Given exercise: Go through the entries below and write each one out exactly.

Given information:
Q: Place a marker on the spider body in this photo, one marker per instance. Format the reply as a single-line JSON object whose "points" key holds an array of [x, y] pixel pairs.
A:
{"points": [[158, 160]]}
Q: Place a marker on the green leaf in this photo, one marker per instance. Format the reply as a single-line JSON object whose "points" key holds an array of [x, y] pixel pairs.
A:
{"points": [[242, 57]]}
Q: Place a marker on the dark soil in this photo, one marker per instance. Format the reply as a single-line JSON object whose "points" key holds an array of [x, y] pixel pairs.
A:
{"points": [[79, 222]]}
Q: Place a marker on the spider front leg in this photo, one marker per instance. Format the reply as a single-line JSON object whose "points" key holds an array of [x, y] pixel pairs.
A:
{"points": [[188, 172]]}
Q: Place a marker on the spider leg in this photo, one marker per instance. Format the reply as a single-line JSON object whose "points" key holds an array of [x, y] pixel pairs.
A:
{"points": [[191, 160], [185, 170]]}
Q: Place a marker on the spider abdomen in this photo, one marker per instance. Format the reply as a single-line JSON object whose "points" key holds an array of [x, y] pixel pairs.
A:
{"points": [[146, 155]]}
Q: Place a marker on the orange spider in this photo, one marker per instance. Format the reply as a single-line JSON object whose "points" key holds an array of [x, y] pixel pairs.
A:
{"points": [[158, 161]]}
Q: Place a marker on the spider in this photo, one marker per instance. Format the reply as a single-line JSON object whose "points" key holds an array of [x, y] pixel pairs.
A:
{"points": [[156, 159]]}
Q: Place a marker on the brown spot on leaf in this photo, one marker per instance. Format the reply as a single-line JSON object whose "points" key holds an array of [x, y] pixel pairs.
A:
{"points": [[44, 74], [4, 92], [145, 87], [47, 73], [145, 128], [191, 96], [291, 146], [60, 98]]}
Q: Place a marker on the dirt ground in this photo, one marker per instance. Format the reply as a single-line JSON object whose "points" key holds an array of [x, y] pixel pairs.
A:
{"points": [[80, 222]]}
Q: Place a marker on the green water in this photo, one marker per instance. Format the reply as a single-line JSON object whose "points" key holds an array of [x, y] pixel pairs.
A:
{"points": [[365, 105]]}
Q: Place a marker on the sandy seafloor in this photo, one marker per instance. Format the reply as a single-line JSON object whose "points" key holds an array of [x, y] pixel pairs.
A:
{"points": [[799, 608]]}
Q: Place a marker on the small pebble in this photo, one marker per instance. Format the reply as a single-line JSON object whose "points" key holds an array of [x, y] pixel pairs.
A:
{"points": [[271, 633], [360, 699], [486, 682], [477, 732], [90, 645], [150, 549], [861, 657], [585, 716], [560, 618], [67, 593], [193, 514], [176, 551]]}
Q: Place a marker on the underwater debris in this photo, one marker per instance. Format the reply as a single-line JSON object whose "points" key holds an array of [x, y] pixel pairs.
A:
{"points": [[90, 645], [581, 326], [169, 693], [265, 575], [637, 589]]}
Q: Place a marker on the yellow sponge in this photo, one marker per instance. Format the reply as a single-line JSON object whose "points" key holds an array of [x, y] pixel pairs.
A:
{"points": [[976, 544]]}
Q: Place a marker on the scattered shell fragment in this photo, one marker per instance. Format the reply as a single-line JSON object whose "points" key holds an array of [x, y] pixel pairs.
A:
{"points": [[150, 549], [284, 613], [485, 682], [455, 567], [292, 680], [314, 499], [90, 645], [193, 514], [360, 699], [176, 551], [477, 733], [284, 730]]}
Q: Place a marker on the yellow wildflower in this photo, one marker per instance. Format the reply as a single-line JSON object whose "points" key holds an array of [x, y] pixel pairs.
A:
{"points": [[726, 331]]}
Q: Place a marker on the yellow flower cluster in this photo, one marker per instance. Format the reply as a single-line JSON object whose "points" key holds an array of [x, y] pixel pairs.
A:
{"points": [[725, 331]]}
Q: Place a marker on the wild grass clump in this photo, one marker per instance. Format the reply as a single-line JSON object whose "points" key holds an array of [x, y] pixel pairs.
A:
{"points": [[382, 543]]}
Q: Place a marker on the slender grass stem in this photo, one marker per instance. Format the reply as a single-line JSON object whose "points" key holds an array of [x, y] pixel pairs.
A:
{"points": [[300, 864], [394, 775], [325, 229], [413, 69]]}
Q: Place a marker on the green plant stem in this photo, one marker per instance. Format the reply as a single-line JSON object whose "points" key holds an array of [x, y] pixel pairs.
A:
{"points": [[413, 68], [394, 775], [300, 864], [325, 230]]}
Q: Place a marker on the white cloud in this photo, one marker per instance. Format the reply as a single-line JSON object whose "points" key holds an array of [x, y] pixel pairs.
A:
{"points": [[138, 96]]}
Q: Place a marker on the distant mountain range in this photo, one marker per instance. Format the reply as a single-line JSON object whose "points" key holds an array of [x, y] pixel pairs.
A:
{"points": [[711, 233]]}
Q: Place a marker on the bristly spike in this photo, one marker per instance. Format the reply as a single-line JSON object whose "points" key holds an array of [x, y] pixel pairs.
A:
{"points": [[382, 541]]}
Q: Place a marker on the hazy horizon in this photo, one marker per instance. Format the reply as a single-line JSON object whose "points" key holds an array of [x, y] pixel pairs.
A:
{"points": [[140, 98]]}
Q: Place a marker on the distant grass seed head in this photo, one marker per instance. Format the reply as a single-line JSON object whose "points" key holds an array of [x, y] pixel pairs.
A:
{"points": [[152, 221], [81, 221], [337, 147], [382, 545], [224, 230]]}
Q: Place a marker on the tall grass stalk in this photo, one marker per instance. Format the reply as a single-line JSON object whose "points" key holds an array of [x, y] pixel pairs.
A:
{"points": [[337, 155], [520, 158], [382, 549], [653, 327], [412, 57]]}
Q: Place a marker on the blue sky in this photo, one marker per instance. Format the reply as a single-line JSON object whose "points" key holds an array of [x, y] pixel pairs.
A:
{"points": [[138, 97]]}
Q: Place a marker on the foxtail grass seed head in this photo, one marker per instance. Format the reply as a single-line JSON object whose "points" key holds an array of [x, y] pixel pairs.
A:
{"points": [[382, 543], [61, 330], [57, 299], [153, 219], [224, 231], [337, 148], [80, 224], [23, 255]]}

Reply:
Q: Place a marker on the spider body in this photo, one marker per instance. Format the reply as a single-line JSON object whose "points" key holds an array of [x, y] pixel pairs.
A:
{"points": [[158, 160]]}
Q: Place a marker on the green leaf in this photo, one marker per instance. Format the reply as a single-line JSON object whose "points" key holds an array of [x, y] pixel pairs.
A:
{"points": [[242, 57]]}
Q: Place a marker on the dark soil in this photo, one marker per instance. Format the reply as a single-line JSON object whose "points" key holds an array of [x, y] pixel pairs.
A:
{"points": [[79, 222]]}
Q: Place a marker on the spider front leg in this photo, one marker per instance. Format the reply as a single-line JSON object whose "points" key holds an array of [x, y] pixel pairs.
A:
{"points": [[188, 172]]}
Q: Place a marker on the spider leg in this photo, one marker per instance. Format the reply as a single-line JSON object whose "points" key holds an array of [x, y] pixel pairs.
A:
{"points": [[191, 160], [185, 170]]}
Q: Place a marker on the spider abdomen in this photo, one marker per instance. Format the reply as a single-line JSON object whose "points" key holds an array of [x, y] pixel pairs.
A:
{"points": [[146, 155]]}
Q: Place a marker on the orange spider in this photo, one marker per instance. Format the reply as a single-line JSON object whose "points" key holds an array of [x, y] pixel pairs.
A:
{"points": [[158, 161]]}
Q: Place a marker on the spider in this photo, one marker per instance. Format the reply as a single-line JSON object whose "points" key holds an array of [x, y] pixel pairs.
A:
{"points": [[156, 159]]}
Q: Place a marker on the brown spot on leaf in this photo, one marker per instance. Format the reply as a single-line JSON object whose "points" key holds an array of [x, y] pixel pairs.
A:
{"points": [[44, 74], [4, 92], [145, 87], [47, 73], [145, 128], [191, 96], [291, 146], [60, 98]]}
Q: Place a marker on the dirt ground in this photo, one marker per instance. Format the reply as a single-line JSON object whose "points" key holds an array of [x, y] pixel pairs.
A:
{"points": [[80, 222]]}
Q: Place a marker on the green water in this photo, one marker per instance. Format the reply as a single-line JSON object whose "points" key holds an array of [x, y] pixel pairs.
A:
{"points": [[365, 105]]}
Q: Place a marker on the sandy seafloor in this photo, one marker per instance. Format the reply as a single-line JSON object whose "points" key holds an array of [x, y] pixel pairs.
A:
{"points": [[799, 608]]}
Q: Place a marker on the small pebble in this photo, one marker per instance. Format the reply as a single-line JSON object whose "points" key holds an array of [x, y] pixel pairs.
A:
{"points": [[271, 633], [360, 699], [486, 682], [477, 732], [90, 645], [150, 549], [861, 657], [585, 716], [560, 618], [67, 593], [193, 514], [176, 551]]}
Q: Place a marker on the underwater debris in this photo, one marker per instance. Format the reply as a single-line JSON object whose "points" key holds an array of [x, y] pixel pairs.
A:
{"points": [[90, 645], [581, 326], [169, 693], [265, 575], [637, 589]]}
Q: Place a marker on the yellow sponge in this photo, one marker per instance. Format the reply as a single-line JSON object whose "points" key holds an array of [x, y] pixel pairs.
A:
{"points": [[976, 544]]}
Q: Place a marker on the scattered shell fragment in this photo, one marker per instance. Format the reply as a single-line JSON object whose "points" key holds an array of [x, y] pixel pairs.
A:
{"points": [[150, 549], [284, 613], [485, 682], [455, 567], [292, 680], [314, 499], [90, 645], [193, 514], [360, 699], [176, 551], [477, 733], [284, 730]]}
Q: Place a marker on the yellow wildflower in this photo, one marker per instance. Format the reply as a single-line JSON object whose "points" key holds an array of [x, y] pixel pairs.
A:
{"points": [[726, 331]]}
Q: Place a marker on the yellow flower cluster in this photo, one marker per instance. Format the reply as a single-line JSON object whose "points" key holds an array of [x, y] pixel pairs.
A:
{"points": [[725, 331]]}
Q: Place a marker on the wild grass clump in this photo, one marker per instance. Format the reply as a single-line JSON object whose "points" key holds an array of [x, y] pixel pairs.
A:
{"points": [[382, 543]]}
Q: Place a marker on the slender grass stem in this photo, one marker per instance. Format the reply as a single-line JSON object whose "points" key holds an array of [x, y] pixel pairs.
A:
{"points": [[300, 864], [394, 775], [325, 229], [413, 69]]}
Q: Place a marker on the green plant stem in this photo, one marker per instance. Format the reply as a single-line JSON object whose "points" key holds an array of [x, y] pixel pairs.
A:
{"points": [[413, 68], [394, 775], [300, 864], [325, 230]]}
Q: Place a marker on the white cloud in this photo, one marker per instance. Format the reply as a single-line JSON object whose "points" key holds an array of [x, y] pixel pairs.
A:
{"points": [[138, 96]]}
Q: Place a marker on the distant mountain range in this photo, one marker per instance. Format the reply as a single-line JSON object whose "points" key holds an array of [x, y] pixel pairs.
A:
{"points": [[711, 233]]}
Q: Place a marker on the bristly spike in this photo, one marker per instance. Format the reply as a single-line JSON object whose "points" key holds an array of [x, y] pixel pairs.
A:
{"points": [[382, 541]]}
Q: Place a marker on the hazy horizon in this photo, one marker per instance. Format the reply as a single-line JSON object whose "points" key holds an array of [x, y] pixel pairs.
A:
{"points": [[140, 98]]}
Q: Place a marker on the distant grass seed head in this photo, one marker per instance. Format the reply as a single-line JSON object whose "points" key holds an array of [x, y] pixel pairs.
A:
{"points": [[152, 221], [81, 221], [337, 147], [382, 545], [224, 230]]}
Q: Place a marker on the tall grass stalk in this photo, one marker per instance. Format the reply as a single-line JSON object whose "points" key holds an array of [x, y] pixel pairs.
A:
{"points": [[337, 155], [520, 158], [382, 549], [653, 327], [412, 57]]}
Q: Place a marker on the blue sky in this photo, one marker per instance. Format the reply as a single-line JSON object whose "points" key holds an array of [x, y] pixel pairs.
A:
{"points": [[138, 97]]}
Q: Place a marker on the foxtail grass seed head in this photo, one marker per instance. Format the reply as a single-line JSON object whose "points" key holds an array of [x, y] pixel pairs.
A:
{"points": [[382, 543], [61, 330], [57, 299], [153, 219], [224, 231], [337, 148], [80, 224], [23, 255]]}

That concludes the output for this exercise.